(Available data)
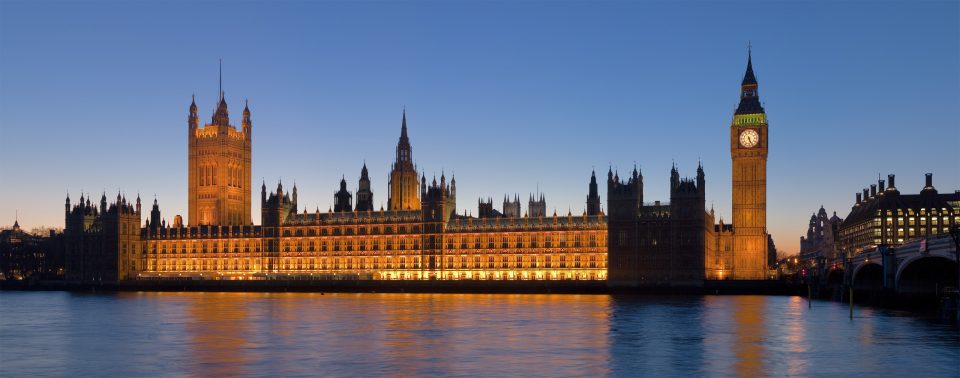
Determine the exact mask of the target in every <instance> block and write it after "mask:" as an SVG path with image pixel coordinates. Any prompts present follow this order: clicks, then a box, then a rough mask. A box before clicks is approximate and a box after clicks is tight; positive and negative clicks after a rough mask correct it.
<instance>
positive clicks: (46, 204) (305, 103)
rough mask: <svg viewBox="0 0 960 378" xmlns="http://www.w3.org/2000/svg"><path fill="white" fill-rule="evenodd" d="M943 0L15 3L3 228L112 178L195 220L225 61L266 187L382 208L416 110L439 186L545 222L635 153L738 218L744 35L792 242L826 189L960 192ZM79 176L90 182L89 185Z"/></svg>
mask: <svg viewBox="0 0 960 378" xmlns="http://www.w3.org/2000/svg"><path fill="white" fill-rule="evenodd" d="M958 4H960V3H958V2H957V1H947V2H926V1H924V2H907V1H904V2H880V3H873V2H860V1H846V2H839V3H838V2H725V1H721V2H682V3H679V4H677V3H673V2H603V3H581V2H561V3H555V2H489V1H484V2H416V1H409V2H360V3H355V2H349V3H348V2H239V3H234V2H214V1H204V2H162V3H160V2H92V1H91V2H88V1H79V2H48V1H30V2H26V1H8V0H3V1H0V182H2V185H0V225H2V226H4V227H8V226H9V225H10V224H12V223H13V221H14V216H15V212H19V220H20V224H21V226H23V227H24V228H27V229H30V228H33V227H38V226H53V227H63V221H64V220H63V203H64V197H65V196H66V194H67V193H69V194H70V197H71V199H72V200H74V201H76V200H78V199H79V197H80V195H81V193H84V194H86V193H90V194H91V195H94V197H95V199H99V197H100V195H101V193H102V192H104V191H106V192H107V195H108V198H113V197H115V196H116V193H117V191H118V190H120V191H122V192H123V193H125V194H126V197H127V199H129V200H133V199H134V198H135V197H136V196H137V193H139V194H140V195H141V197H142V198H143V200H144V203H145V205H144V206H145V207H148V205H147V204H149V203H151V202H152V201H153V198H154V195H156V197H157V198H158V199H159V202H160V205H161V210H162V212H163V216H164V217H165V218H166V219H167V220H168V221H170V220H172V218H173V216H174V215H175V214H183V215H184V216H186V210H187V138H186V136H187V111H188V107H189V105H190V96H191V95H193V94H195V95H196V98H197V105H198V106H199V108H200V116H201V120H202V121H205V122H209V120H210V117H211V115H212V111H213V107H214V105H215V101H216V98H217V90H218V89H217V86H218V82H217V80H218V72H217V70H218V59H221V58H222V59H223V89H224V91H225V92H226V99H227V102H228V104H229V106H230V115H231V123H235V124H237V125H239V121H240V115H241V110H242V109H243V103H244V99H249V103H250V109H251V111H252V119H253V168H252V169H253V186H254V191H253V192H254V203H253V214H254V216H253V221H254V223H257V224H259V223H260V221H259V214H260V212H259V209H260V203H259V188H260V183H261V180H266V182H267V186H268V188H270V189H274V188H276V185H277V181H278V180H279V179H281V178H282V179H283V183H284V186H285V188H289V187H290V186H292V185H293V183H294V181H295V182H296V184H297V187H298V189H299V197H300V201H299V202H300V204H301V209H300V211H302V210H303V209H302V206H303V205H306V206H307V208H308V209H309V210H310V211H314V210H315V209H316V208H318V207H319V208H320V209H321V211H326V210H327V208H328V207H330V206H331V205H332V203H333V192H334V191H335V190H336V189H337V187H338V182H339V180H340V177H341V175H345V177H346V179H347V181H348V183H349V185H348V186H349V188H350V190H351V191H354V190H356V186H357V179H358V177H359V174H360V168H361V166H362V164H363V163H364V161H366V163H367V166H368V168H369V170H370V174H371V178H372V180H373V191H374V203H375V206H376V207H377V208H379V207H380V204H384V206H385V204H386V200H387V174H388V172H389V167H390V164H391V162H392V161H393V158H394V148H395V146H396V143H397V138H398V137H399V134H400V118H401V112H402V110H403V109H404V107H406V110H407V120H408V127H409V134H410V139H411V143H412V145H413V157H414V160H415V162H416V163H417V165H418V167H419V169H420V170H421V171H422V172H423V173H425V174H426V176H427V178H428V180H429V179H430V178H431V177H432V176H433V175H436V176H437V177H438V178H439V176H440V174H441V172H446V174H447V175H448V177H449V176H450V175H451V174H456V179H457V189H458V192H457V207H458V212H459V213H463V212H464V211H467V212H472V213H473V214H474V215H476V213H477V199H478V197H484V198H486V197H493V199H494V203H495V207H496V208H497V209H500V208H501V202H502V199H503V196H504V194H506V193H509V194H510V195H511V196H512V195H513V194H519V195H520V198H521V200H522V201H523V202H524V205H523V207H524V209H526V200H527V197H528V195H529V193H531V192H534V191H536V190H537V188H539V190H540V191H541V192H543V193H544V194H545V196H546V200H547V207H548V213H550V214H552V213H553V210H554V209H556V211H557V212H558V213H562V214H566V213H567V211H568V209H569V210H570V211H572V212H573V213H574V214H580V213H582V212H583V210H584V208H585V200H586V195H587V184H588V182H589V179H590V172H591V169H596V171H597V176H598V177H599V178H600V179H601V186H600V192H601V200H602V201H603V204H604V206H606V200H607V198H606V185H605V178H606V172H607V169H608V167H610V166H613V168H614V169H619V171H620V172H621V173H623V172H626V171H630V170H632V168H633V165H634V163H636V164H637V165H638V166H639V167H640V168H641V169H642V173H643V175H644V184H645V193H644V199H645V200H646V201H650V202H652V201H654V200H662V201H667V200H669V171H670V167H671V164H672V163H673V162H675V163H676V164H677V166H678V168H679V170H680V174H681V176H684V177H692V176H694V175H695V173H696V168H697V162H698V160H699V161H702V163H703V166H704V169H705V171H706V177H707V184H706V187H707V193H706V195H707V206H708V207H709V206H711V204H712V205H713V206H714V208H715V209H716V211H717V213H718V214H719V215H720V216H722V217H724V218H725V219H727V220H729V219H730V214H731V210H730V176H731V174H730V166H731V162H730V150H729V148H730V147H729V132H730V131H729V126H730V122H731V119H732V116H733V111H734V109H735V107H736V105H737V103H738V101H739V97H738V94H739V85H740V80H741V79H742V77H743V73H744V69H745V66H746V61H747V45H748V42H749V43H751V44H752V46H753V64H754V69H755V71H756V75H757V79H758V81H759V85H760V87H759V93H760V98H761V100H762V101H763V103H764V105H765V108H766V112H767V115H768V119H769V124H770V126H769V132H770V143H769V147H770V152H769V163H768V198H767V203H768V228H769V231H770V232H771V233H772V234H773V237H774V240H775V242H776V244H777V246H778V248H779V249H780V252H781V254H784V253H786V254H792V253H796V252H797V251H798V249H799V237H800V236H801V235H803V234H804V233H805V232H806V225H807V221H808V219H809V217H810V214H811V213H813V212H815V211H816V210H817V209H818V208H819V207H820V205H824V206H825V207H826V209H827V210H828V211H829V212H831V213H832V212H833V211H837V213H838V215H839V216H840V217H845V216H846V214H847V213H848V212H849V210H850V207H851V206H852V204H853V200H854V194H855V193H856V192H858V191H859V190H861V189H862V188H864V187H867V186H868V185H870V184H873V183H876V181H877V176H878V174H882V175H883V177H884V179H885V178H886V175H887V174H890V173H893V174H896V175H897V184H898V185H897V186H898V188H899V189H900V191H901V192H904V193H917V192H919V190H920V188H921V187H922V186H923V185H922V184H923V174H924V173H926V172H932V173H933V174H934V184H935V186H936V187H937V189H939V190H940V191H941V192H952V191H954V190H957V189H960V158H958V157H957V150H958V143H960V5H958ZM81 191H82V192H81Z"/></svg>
(End Available data)
Exercise instructions: Print the data word for word and omit the pictures.

Reply to the exercise:
Determine the exact mask of the target in every <instance> block and write it after "mask:" as an SVG path with image pixel coordinates. Any prompts present follow this order: clicks, then a box, then a rough mask. A box before clicks is approximate and a box after clicks is tight; positive and negative clicks after a rough mask correct it.
<instance>
positive clicks: (46, 204) (305, 103)
rough mask: <svg viewBox="0 0 960 378" xmlns="http://www.w3.org/2000/svg"><path fill="white" fill-rule="evenodd" d="M943 0L15 3L3 228L112 178L195 220L225 61L266 187L382 208L416 110L439 186L545 222L635 153L738 218L744 35L792 242L826 189L960 192ZM79 176L90 182L89 185Z"/></svg>
mask: <svg viewBox="0 0 960 378" xmlns="http://www.w3.org/2000/svg"><path fill="white" fill-rule="evenodd" d="M958 4H960V3H958V2H957V1H947V2H926V1H924V2H907V1H904V2H880V3H873V2H860V1H846V2H839V3H838V2H725V1H721V2H682V3H679V4H677V3H673V2H603V3H581V2H561V3H555V2H489V1H484V2H416V1H409V2H360V3H355V2H349V3H348V2H239V3H234V2H214V1H204V2H162V3H160V2H92V1H91V2H88V1H79V2H48V1H30V2H26V1H8V0H3V1H0V182H2V185H0V225H2V226H4V227H8V226H9V225H10V224H12V223H13V221H14V216H15V212H19V220H20V224H21V226H23V227H24V228H27V229H30V228H33V227H38V226H53V227H63V221H64V220H63V203H64V197H65V196H66V194H67V193H69V194H70V197H71V199H72V200H74V201H76V200H78V199H79V197H80V195H81V193H84V194H86V193H90V194H91V195H94V197H95V199H99V197H100V195H101V193H102V192H104V191H106V192H107V195H108V198H113V197H115V196H116V193H117V191H118V190H120V191H122V192H123V193H125V194H126V197H127V199H129V200H133V199H134V198H135V197H136V196H137V193H139V194H140V195H141V197H142V198H143V200H144V203H145V205H144V206H145V207H148V205H147V204H149V203H151V202H152V201H153V198H154V195H156V197H157V198H158V199H159V202H160V205H161V210H162V212H163V216H164V217H165V218H166V219H167V220H168V221H170V220H172V218H173V216H174V215H175V214H183V215H184V216H186V210H187V138H186V136H187V111H188V107H189V105H190V96H191V95H193V94H195V95H196V98H197V105H198V106H199V108H200V116H201V120H202V121H205V122H209V120H210V117H211V115H212V111H213V107H214V105H215V101H216V98H217V90H218V89H217V86H218V82H217V80H218V72H217V70H218V59H221V58H222V59H223V89H224V91H225V92H226V99H227V102H228V104H229V106H230V115H231V123H235V124H237V125H239V121H240V115H241V110H242V109H243V103H244V99H249V103H250V109H251V111H252V119H253V168H252V169H253V186H254V191H253V192H254V203H253V214H254V216H253V221H254V223H257V224H259V223H260V221H259V214H260V212H259V209H260V203H259V188H260V183H261V180H266V182H267V186H268V188H270V189H274V188H276V185H277V181H278V180H279V179H281V178H282V179H283V183H284V186H285V188H289V187H290V186H292V185H293V183H294V181H295V182H296V184H297V187H298V189H299V197H300V201H299V202H300V204H301V209H300V211H302V210H303V209H302V206H303V205H306V206H307V208H308V209H309V210H310V211H314V210H315V209H316V208H318V207H319V208H320V209H321V211H326V210H327V208H328V207H330V206H331V205H332V203H333V192H334V191H335V190H336V189H337V187H338V182H339V180H340V177H341V175H345V177H346V179H347V181H348V183H349V185H348V186H349V188H350V190H351V191H354V190H356V186H357V179H358V177H359V174H360V168H361V166H362V164H363V163H364V161H366V163H367V166H368V168H369V170H370V174H371V178H372V180H373V191H374V203H375V206H376V207H377V208H379V207H380V204H384V206H385V204H386V200H387V174H388V172H389V167H390V164H391V162H392V161H393V158H394V148H395V146H396V143H397V138H398V137H399V134H400V118H401V112H402V110H403V109H404V107H406V110H407V120H408V127H409V134H410V139H411V143H412V145H413V157H414V160H415V162H416V163H417V165H418V167H419V169H420V170H421V171H422V172H423V173H425V174H426V176H427V178H428V180H429V179H430V178H431V177H432V176H433V175H436V176H437V177H438V178H439V176H440V174H441V172H446V174H447V175H448V177H449V176H450V175H451V174H456V179H457V189H458V192H457V207H458V212H459V213H463V212H464V211H467V212H472V213H473V214H474V215H476V213H477V199H478V197H484V198H486V197H493V199H494V203H495V207H496V208H497V209H500V208H501V202H502V199H503V196H504V194H506V193H509V194H510V195H511V196H512V195H513V194H519V195H520V198H521V200H522V201H523V202H524V205H523V207H524V209H526V200H527V197H528V195H529V193H531V192H534V191H536V190H537V188H539V190H540V191H541V192H543V193H544V194H545V196H546V200H547V207H548V213H550V214H552V213H553V210H554V209H556V211H557V212H558V213H562V214H566V213H567V211H568V209H569V210H570V211H572V212H573V213H574V214H580V213H582V212H583V210H584V208H585V200H586V195H587V184H588V182H589V179H590V172H591V169H596V171H597V176H598V177H599V178H600V179H601V186H600V192H601V200H602V201H603V204H604V206H606V200H607V198H606V185H605V178H606V172H607V169H608V167H610V166H613V168H614V169H619V171H620V172H621V173H623V172H626V171H630V170H632V168H633V165H634V163H636V164H637V165H638V166H639V167H640V168H641V169H642V173H643V175H644V184H645V193H644V199H645V200H646V201H650V202H652V201H654V200H662V201H667V200H669V171H670V167H671V164H672V163H673V162H675V163H676V164H677V166H678V168H679V170H680V174H681V176H684V177H692V176H694V175H695V173H696V168H697V162H698V160H699V161H702V163H703V166H704V169H705V171H706V177H707V184H706V187H707V193H706V195H707V206H708V207H709V206H711V204H712V205H713V206H714V208H715V209H716V211H717V213H718V214H719V215H720V216H722V217H724V218H725V219H727V220H729V219H730V214H731V210H730V176H731V174H730V166H731V162H730V150H729V148H730V147H729V132H730V131H729V126H730V122H731V119H732V116H733V111H734V109H735V107H736V105H737V103H738V101H739V97H738V94H739V85H740V80H741V79H742V77H743V73H744V69H745V66H746V61H747V45H748V42H749V43H751V44H752V46H753V64H754V69H755V71H756V75H757V79H758V81H759V85H760V87H759V93H760V98H761V100H762V101H763V103H764V105H765V108H766V112H767V115H768V119H769V124H770V126H769V132H770V143H769V147H770V152H769V163H768V198H767V203H768V228H769V231H770V232H771V233H772V234H773V237H774V240H775V242H776V244H777V246H778V248H779V249H780V252H781V254H784V253H786V254H792V253H796V252H797V251H798V249H799V237H800V236H801V235H803V234H804V233H805V232H806V225H807V221H808V219H809V217H810V214H811V213H813V212H815V211H816V210H817V209H818V208H819V207H820V205H824V206H825V207H826V209H827V210H828V211H829V212H831V213H832V212H833V211H837V213H838V215H839V216H840V217H845V216H846V214H847V213H848V212H849V210H850V207H851V206H852V204H853V200H854V194H855V193H856V192H858V191H859V190H861V189H862V188H864V187H867V186H868V185H870V184H873V183H876V181H877V176H878V174H882V175H883V177H884V179H885V178H886V175H887V174H890V173H893V174H896V175H897V184H898V185H897V186H898V188H899V189H900V191H901V192H904V193H917V192H919V190H920V188H921V187H922V186H923V185H922V184H923V174H924V173H926V172H932V173H933V174H934V184H935V186H936V187H937V189H939V190H940V191H941V192H952V191H954V190H957V189H960V158H958V157H957V150H958V143H960V5H958ZM81 191H82V192H81Z"/></svg>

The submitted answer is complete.